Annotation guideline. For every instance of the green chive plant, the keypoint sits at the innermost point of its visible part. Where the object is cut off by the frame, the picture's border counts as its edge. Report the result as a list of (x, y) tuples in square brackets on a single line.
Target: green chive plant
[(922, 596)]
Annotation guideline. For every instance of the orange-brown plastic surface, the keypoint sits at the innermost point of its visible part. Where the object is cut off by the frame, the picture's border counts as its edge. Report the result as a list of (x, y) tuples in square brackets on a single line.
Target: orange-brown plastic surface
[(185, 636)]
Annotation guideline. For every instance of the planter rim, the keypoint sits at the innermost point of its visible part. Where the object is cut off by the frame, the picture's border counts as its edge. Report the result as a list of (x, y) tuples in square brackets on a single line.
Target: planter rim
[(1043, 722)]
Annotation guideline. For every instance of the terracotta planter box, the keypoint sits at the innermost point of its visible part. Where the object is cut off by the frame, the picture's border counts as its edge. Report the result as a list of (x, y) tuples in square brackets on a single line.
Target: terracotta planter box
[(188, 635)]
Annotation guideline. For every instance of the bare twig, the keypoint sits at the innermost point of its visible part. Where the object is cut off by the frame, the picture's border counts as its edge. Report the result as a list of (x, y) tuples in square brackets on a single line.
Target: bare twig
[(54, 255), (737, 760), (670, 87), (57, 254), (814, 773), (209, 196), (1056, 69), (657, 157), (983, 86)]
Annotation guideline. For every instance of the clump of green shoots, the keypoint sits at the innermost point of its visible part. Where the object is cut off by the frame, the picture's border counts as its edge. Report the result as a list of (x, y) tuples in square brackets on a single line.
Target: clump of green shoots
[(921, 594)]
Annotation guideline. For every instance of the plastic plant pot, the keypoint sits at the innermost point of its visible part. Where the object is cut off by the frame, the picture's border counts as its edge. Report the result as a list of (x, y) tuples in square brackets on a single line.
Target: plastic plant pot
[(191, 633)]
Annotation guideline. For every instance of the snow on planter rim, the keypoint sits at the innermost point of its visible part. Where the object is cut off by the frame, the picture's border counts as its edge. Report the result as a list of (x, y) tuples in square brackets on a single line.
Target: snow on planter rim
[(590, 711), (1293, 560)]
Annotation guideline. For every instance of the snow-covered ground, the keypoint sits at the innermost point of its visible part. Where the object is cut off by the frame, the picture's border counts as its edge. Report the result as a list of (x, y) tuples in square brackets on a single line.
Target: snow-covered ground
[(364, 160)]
===============
**GOAL OF THE EXERCISE**
Give back the entire listing with every word intact.

**FINISHED TASK**
Annotation guideline. For every instance of the green chive plant, the keypoint sits at the innermost point of its visible part. Where the object is cut off by the frame, the picture's border counts as its edge. Report the result as a list of (x, y) tuples in square brackets on a single line.
Target: green chive plant
[(922, 596)]
Annotation guideline. For every instance of the orange-brown plastic surface, the keypoint sits at the innermost point of its visible part. Where the object is cut off by the frame, the picture's border counts as its edge. Report the result as a list of (x, y) tuples in square brackets on a single line.
Target: orange-brown plastic surface
[(185, 636)]
Annotation guideline. For every instance of the planter rim, the keypoint sits at the innermost point of its visible part. Where the object is cut off by the frame, the picture's border counts as its edge. Report the result as a list of (x, y) tuples in square brackets on a single line.
Target: planter rim
[(1043, 722)]
Annotation guideline. For every instance of the terracotta planter box, the keypoint sits at the innermost point of its visible part. Where the object is cut off by the frame, the picture's border counts as its edge. Report the result as a list of (x, y) tuples in square brackets on a single line.
Target: terracotta planter box
[(188, 635)]
Annotation guideline. For every instance of the bare twig, the keypoint sits at the innermost point of its visible part. Where the object is cut off by the frame, the picture's border counts as its edge. Report the result as a list of (x, y) tuples in square brackets on a single line.
Target: bare twig
[(54, 255), (737, 760), (670, 87), (57, 254), (814, 773), (209, 196), (1056, 69), (657, 157), (983, 86)]
Annotation guideline. For every instance of the clump of green shoots, the keypoint sits at the innermost point of its visible part. Where the object is cut off by the frame, the picture's border counts as its edge. Report the result as a list of (x, y) tuples in square brackets on a single line.
Target: clump of green shoots
[(921, 594)]
Annotation guideline. For every instance of the plastic plant pot, the keypoint sits at the innermost point of its visible part. Where the object is cut off by the frame, the picture's border counts as its edge. Report the result as a list of (x, y) tuples in square brackets on a single line.
Target: plastic plant pot
[(191, 633)]
Annotation guideline. For every instance of the snow on planter rim, the keypoint sits at the innermost point of its visible part. Where the object is cut off by the frame, the picture's border counts as its edge. Report the result as a list of (x, y) tuples in square brackets on a single line.
Target: snow on planter rim
[(590, 711), (1293, 560)]
Annotation guideline. For every instance of the snow-covered ground, the keypoint sits at the innermost point of its visible part. Where the object is cut off by the frame, the picture's border counts as its edge. Report the result as a list of (x, y) tuples in square brackets on a single line.
Target: snow-covered ground
[(364, 160)]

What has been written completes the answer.